* **SHORT PROBLEM**
Copy the lines word for word, starting with the line that contains "of the white" and continuing through the final line.

* START RECORDED INFORMATION *

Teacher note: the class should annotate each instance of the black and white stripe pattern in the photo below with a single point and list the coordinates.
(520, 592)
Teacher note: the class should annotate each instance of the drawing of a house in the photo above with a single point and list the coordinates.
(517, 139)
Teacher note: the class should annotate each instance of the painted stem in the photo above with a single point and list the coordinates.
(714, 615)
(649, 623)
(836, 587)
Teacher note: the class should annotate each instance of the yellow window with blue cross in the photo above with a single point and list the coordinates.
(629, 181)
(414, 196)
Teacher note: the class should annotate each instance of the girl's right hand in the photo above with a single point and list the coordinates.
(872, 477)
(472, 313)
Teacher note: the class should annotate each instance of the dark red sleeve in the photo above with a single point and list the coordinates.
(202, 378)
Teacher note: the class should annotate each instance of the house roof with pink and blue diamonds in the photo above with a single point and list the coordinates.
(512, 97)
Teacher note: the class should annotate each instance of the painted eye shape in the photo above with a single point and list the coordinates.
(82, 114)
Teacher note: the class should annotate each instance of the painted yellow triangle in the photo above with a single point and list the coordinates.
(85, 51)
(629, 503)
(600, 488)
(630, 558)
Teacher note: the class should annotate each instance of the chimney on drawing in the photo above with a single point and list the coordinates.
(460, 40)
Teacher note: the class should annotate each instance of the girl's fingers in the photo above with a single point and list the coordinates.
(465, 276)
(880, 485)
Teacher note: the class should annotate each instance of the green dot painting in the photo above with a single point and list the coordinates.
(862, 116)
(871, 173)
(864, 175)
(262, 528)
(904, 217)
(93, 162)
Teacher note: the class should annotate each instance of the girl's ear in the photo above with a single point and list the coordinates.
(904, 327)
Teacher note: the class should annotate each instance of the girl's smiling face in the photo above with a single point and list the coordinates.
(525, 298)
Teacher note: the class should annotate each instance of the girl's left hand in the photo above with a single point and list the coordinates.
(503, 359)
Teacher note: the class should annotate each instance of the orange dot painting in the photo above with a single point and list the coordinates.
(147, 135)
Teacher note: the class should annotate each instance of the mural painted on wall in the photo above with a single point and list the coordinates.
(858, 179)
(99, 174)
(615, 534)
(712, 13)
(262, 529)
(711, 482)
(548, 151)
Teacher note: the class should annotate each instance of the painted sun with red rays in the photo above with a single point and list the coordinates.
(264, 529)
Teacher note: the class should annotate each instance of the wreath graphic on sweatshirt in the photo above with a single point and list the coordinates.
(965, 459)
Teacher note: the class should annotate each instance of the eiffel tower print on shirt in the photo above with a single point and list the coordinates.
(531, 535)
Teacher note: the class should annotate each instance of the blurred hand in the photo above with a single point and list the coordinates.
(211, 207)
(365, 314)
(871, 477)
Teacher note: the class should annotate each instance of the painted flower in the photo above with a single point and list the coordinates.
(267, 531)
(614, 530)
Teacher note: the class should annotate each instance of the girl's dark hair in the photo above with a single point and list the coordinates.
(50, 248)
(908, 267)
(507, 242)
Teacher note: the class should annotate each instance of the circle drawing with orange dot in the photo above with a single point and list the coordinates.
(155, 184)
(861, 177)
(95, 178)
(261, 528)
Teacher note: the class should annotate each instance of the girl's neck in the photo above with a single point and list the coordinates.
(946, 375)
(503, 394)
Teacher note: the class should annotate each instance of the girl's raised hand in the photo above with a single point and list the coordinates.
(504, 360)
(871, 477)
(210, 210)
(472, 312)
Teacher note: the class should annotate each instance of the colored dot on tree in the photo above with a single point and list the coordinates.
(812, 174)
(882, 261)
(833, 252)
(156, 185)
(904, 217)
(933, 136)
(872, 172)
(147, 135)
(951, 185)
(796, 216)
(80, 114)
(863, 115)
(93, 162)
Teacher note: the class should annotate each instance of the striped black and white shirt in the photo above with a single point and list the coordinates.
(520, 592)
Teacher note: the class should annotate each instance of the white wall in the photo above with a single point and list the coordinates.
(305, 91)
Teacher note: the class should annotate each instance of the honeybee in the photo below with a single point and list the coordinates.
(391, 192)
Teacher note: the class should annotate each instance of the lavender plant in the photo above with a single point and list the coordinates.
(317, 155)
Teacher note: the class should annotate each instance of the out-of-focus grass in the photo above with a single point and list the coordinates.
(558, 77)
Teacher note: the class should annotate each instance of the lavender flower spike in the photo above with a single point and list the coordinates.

* END RECORDED INFORMATION *

* **ANSWER FOR THIS EXERCISE**
Teacher note: the class should annotate each instance of the white wall in the photo above with a single point and list the coordinates.
(305, 91)
Teacher note: the class should annotate each instance of the honeybee in the photo below with a single point and list the coordinates.
(391, 192)
Teacher note: the class should annotate each instance of the lavender plant in the photo above with a single point and list the coordinates.
(317, 155)
Teacher note: the class should annotate each instance of the out-of-focus grass in the photo above with a single point and list the coordinates.
(558, 77)
Teacher note: the class should annotate each instance of the lavender flower spike in the photo above with a single point and list the coordinates.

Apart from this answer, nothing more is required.